→ Te lezen tekst:

Het in die jaren zoo intense literaire leven in Frankrijk volgde hij met de grootste belangstelling. Hij verslond de werken van Taine, Renan, Sainte-Beuve, Balzac, Flaubert. ‘Ieder nieuw boek van de Goncourts was een événement voor mij’ zeide hij mij. En Bonger las goed. Tot het einde van zijn leven behield bij de gewoonte om niet te rusten, vóór hij het gelezene volkomen begreep. Men verwonderde zich dikwijls over zijn verbluffende talenkennis. ‘Ik heb geen talenaanleg’, zeide hij dan, ‘ik heb er hard voor gewerkt’. Zijn geliefde Engelsche dichters vergat hij ook in deze jaren niet. Hij ondernam het, Shelley's Prometheus unbound te lezen. Aan den heer Stoffel, zijn vroegeren leeraar, schreef hij om hem over sommige gedeelten verklaring te vragen. ‘Ik rustte niet voor ik het gedicht geheel onder de knie had’ zeide hij mij. Men begrijpt welk een geestelijke inspanning dit geweest moet zijn voor een jongen van 19 jaar met een zwakke gezondheid wiens betrekking hem dagelijks van 8 uur 's morgens tot 7 uur 's avonds in beslag nam en die zelfs dikwijls Zondags morgens nog zakencorrespondentie te verzorgen had. Intusschen leerde hij Parijs kennen; 's winters bezocht hij geregeld iederen Zondagmorgen het Louvre. - Ook hier kwam het gevoel van rijkdom over hem, hier ontwaakte de warme liefde voor de schilderkunst, die hem zijn leven lang is bijgebleven. Wanneer hij in latere jaren, al was het slechts 24 uur in Parijs vertoefde, verzuimde hij dan ook nimmer een bezoek aan het Louvre te brengen. Zóó bleef hij van alle veranderingen op de hoogte en kon U steeds onmiddellijk voor het schilderij brengen, dat ge wenschte te zien. - In 1882 maakte hij kennis met Theo van Gogh, die later zijn zwager zou worden. Theo vergezelde hem nu dikwijls op zijn zwerftochten in de omstreken van Parijs en op zijn bezoeken aan het Louvre; Theo leidde hem ook binnen in den kring van artiesten en kunsthandelaren; hun gesprekken over schilderkunst boeiden Bonger in de hoogste
| |
| |
mate, maar hun wijze van leven stuitte hem tegen de borst. Het caféleven had niet de minste aantrekking voor hem; hij haatte alles wat naar de Bohème zweemde. In Aug. 1935 schreef hij aan zijn vriend Louis Leleu: ‘Le bohème est un être nul.’ ‘Wat de meeste vreemdelingen in Parijs zoeken is niet de mooie kant van Parijs’, placht hij te zeggen. In 1885 maakte hij met Theo van Gogh een reisje door het Noorden van Frankrijk en door België. Tenslotte belandden de jongelieden in Nuenen waar Bonger eenige dagen in de pastorie bleef logeeren. Hier maakte hij kennis met Vincent. Toen Vincent van Februari 1884 tot Februari 1886 in Parijs vertoefde, zagen hij en Bonger elkaar bijna dagelijks. De persoonlijkheid van Vincent boeide hem buitenmate. Zij lazen geregeld dezelfde boeken en hadden hier lange gesprekken over; Bonger roemde steeds het literaire inzicht van Vincent. Ook genoot hij van Vincent's vroolijkheid, zijn geestige verhalen wanneer hij, na in de omstreken van Parijs gewerkt te hebben, 's avonds thuis kwam en zijn wedervaren vertelde. Van Vincent's moeilijk karakter en prikkelbaarheid had ook Bonger te lijden, zelf was hij in die jaren ook heel driftig en kort voor Vincent's vertrek naar het Zuiden kwam het tot een heftige woordenwisseling, die een verwijdering tusschen beiden ten gevolg had; later werd het echter weer bijgelegd.

→ Aangeleverde gegevens:
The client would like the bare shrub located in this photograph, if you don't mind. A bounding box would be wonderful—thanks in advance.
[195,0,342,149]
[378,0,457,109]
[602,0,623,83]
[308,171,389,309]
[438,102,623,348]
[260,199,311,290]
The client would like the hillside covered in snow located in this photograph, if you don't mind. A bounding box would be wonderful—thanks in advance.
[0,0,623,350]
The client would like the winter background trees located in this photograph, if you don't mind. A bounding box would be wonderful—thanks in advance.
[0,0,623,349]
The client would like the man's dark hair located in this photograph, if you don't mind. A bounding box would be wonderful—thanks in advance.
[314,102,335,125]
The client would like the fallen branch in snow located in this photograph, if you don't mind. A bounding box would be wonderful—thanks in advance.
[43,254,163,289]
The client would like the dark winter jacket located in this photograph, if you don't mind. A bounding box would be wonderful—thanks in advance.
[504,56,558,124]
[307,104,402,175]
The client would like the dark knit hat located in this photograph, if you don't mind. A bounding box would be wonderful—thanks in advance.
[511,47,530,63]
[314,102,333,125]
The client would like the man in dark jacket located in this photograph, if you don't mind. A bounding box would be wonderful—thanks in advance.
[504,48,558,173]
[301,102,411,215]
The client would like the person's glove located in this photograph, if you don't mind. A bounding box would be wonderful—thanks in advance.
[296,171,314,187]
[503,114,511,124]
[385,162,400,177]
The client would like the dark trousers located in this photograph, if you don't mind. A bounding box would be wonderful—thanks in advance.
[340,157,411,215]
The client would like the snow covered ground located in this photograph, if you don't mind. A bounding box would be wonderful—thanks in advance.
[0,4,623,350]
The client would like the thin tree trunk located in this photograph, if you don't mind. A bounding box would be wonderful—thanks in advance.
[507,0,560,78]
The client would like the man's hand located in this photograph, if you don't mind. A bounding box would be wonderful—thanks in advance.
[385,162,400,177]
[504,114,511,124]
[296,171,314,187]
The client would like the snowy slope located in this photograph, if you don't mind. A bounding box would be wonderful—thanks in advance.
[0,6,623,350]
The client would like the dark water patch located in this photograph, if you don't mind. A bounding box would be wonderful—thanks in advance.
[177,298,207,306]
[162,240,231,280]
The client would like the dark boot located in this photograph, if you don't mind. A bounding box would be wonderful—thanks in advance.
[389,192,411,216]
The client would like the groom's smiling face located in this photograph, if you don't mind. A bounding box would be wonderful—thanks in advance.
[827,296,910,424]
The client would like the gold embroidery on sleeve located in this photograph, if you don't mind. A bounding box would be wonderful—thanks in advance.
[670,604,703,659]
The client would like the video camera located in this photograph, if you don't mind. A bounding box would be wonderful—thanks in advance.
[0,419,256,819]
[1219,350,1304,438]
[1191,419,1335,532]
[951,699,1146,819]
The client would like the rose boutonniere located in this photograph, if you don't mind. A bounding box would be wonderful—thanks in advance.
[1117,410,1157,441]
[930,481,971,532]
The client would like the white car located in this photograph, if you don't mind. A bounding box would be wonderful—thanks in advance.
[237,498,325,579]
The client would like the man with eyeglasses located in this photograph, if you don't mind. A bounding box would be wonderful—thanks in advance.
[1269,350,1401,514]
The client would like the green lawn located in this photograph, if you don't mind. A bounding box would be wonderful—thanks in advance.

→ Opgaven:
[1] In welk jaar leerde Bonger volgens de tekst over Bonger Theo van Gogh kennen?
[2] Schrijf het vervolg van de tekst over Bonger, aansluitend op de laatste zin.
De rijen staan los van de tekst over Bonger.

→ Antwoorden per opgave:
[1] In 1882.

[2]
In 1888 kwam er aan Bonger's eenzaam leven een einde daar hij in het huwelijk trad met Anne Marie Louise van der Linden, die hij van zijn kinderjaren af gekend had. Drie en veertig jaar lang zou hij met haar al de weldaden van een gelukkig huwelijksleven genieten. Met haar rustigen aard, hooge ontwikkeling en zeer verfijnden smaak zou zijn vrouw voor hem waarlijk een levensgezellin zijn, die zijn belangstelling in kunst en letteren deelde en hem met de grootste toewijding de verzorging gaf, die hij bij zijn ingespannen arbeid en door zijn haast tot overgevoeligheid verhoogd zenuwleven zoozeer behoefde. - Een jaar later huwde Bonger's zuster met Theo van Gogh. De bekende droevige gebeurtenissen in de familie van Gogh: in 1890 Vincent's, een half jaar later Theo's dood hebben een diepe wond geslagen in Bonger's gevoelig gemoed. In latere jaren sprak hij er ongaarne over en het deed hem pijn als schrijvers zich met een soort welgevallen in deze donkere zijde van Vincent's bestaan verdiepten. ‘Er zijn dingen, die men moet laten rusten’, zeide hij dikwijls.
In 1892 brak voor Bonger de tijd aan, dat hij Parijs moest verlaten. Reeds lang had hij ingezien, dat hij dáár geen carrière zou maken. Toch
| |
| |
aarzelde hij om heen te gaan uit de stad en het land, die hem zoo lief waren geworden. Doch toen hij een aanbod kreeg van de firma W.E. Mercier te Amsterdam om chef van deze firma en op den duur firmant te worden, meende hij niet langer te mogen aarzelen. Veel heeft het Bonger gekost om Parijs te verlaten, zwaar zijn voor hem de eerste jaren in Holland geweest. Maar later zeide hij dikwijls: ‘Het is toch goed dat ik terug gekeerd ben. Ik zou in Parijs nooit vooruit gekomen zijn’. En Bonger wilde vooruit komen. In de eerste plaats omdat hij zijn werk liefhad en in zich de kracht voelde om verder te komen, in de tweede plaats omdat hij zóó de middelen te verkrijgen wist, die hem in staat zouden stellen om zich het milieu te scheppen, dat bij zijn ontwikkeling paste. Bonger had geen minachting voor materieele welvaart, maar hij meende, dat deze een middel moest zijn om den mensch geestelijk op hooger peil te brengen.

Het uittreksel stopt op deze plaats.